TAREAS PENDIENTES —
1. En el fragmento sobre Janet Toro, ¿por qué le llamó la atención a Fajardo-Hill que el nombre de la artista llegara desde Centroamérica? Responde en una a tres oraciones.
2. Prosigue el fragmento sobre Janet Toro a partir de su última oración.

FRAGMENTO DEL DOCUMENTO —
-----

La obra de la artista, perteneciente a la generación posterior a la Escena de Avanzada, había sido invisibilizada hasta que en 2017 la exposición colectiva internacional Radical Women la sacó a la luz. Hoy, tras 40 años de trayectoria, Toro realiza su primera retrospectiva en Chile, en el Museo Nacional de Bellas Artes hasta el 7 de septiembre. En esta entrevista, habla de sus primeras acciones de arte en plena dictadura como parte de la Agrupación de Plásticos Jóvenes, de sus años en Alemania y de la convicción que la impulsa a diario: “el arte crea y transforma la realidad”, sostiene.   

Por Denisse Espinoza A.

Era 2016 y las curadoras Cecilia Fajardo-Hill y Andrea Giunta estaban a punto de cerrar su extensa investigación sobre artistas mujeres latinoamericanas hasta que les llegó la alerta de una omisión importante. “Fue la artista guatemalteca Regina Galindo quien me preguntó si estábamos considerando la obra de la chilena Janet Toro (1963) y no, no lo estábamos haciendo”, recuerda Fajardo-Hill. “Desde que vimos sus primeras obras estuvimos convencidas de que era imposible excluirla. Habíamos investigado mucho en Chile, y ya teníamos en lista a varias artistas chilenas reconocidas, nos llamó la atención que no hubiese surgido antes el nombre de Janet desde los museos chilenos, sino que vino de Centroamérica y eso es sintomático con lo que ha pasado en general con ella. Su obra no ha estado lo suficiente en el imaginario de la historia del arte en Chile”, sostiene la curadora venezolana-británica, quien en 2017 inauguró en el Hammer Museum de Los Ángeles Radical Women: Latin American Art, 1960-1985, la exhibición que reunió a más de 100 artistas latinoamericanas y visibilizó sus trascendentales contribuciones al arte político de la región.

-----

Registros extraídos
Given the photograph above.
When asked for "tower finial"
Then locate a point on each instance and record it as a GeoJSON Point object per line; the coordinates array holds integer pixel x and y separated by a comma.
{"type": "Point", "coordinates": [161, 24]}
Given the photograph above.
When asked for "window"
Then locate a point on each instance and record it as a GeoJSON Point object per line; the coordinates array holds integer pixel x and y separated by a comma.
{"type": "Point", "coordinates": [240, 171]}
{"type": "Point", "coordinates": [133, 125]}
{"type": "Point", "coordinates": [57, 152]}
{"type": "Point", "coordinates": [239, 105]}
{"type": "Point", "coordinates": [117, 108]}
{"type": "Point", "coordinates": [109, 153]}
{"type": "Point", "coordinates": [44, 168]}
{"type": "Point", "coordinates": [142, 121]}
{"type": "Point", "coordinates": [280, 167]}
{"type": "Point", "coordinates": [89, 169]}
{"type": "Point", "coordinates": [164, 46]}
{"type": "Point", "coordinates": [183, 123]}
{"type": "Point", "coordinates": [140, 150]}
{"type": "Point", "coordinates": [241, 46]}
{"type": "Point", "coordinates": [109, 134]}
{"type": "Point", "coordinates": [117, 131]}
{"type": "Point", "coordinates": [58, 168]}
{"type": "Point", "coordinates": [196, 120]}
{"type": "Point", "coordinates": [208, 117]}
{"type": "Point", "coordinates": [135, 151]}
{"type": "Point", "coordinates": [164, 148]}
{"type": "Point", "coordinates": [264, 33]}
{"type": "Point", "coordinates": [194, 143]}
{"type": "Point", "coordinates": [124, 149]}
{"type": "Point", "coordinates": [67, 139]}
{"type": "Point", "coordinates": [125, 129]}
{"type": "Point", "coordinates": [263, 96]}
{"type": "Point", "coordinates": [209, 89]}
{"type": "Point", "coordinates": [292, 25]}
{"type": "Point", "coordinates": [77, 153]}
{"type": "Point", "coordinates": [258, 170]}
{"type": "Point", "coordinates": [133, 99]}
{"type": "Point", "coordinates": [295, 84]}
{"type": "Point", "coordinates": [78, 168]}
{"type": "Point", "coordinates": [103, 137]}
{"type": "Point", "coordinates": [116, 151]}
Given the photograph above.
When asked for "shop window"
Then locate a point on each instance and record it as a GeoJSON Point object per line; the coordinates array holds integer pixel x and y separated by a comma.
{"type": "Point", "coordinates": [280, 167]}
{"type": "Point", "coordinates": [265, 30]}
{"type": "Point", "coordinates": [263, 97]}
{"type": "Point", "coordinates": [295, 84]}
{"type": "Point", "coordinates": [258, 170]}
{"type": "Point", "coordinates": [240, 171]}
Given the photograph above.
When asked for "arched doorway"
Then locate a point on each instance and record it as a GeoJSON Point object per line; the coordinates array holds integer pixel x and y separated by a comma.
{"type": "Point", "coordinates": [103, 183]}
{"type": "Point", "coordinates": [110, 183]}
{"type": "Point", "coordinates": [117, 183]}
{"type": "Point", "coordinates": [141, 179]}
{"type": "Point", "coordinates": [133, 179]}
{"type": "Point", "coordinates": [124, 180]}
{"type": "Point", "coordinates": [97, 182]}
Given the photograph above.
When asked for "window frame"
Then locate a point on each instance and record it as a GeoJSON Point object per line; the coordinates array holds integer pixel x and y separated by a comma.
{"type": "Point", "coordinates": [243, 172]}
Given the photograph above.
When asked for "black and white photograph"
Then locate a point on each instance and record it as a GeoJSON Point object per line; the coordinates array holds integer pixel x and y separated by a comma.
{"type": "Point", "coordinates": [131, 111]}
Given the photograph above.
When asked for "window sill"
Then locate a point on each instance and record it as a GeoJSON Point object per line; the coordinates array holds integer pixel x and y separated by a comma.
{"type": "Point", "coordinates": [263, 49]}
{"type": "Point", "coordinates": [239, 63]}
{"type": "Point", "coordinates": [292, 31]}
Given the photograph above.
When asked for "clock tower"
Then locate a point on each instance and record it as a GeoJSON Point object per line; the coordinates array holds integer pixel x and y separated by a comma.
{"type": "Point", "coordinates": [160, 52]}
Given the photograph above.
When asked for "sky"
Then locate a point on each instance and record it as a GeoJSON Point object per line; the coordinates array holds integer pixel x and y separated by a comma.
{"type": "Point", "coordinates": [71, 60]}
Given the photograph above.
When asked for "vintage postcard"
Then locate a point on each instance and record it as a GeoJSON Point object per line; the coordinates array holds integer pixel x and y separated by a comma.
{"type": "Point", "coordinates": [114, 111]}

-----

RESPUESTAS POR TAREA —
1. Su equipo había investigado mucho en Chile y ya tenía en lista a varias artistas chilenas reconocidas. Sin embargo, el nombre de Toro no surgió desde los museos chilenos, sino que vino de Centroamérica. Para la curadora, eso es sintomático de que la obra de Toro no ha estado lo suficiente en el imaginario de la historia del arte en Chile.

2.
La muestra, que además dio vida a un libro con el mismo nombre, puso definitivamente en el mapa mundial la obra de la chilena, quien por estos días se consagra en el país con Janet Toro: intimidad radical. Desbordamientos y gestos, una antología curada por la propia Fajardo-Hill, y que reúne por primera vez en el Museo Nacional de Bellas Artes 40 años de sus performances e instalaciones (de 1985 a 2025). “Reivindicar mi trabajo en el museo más importante de Chile es una consagración. Esperemos que de aquí le salgan alas y pueda llegar a otros lugares del país”, comenta la artista.

Ya en 2023, en el contexto de la conmemoración de los 50 años del golpe de Estado, el Museo de Arte Contemporáneo le dedicó una muestra —curada por Joselyne Contreras— que reunía dos de sus obras fundamentales de los años 90: La sangre, el río y el cuerpo (1990), una performance donde la artista caminaba desnuda sobre un lienzo blanco cubierto de sangre, extendido a orillas del río Mapocho; y El cuerpo de la memoria (1999), en la que Toro realizó 90 acciones de arte, muchas frente a distintos sitios de tortura como Londres 38, José Domingo Cañas y el Estadio Chile.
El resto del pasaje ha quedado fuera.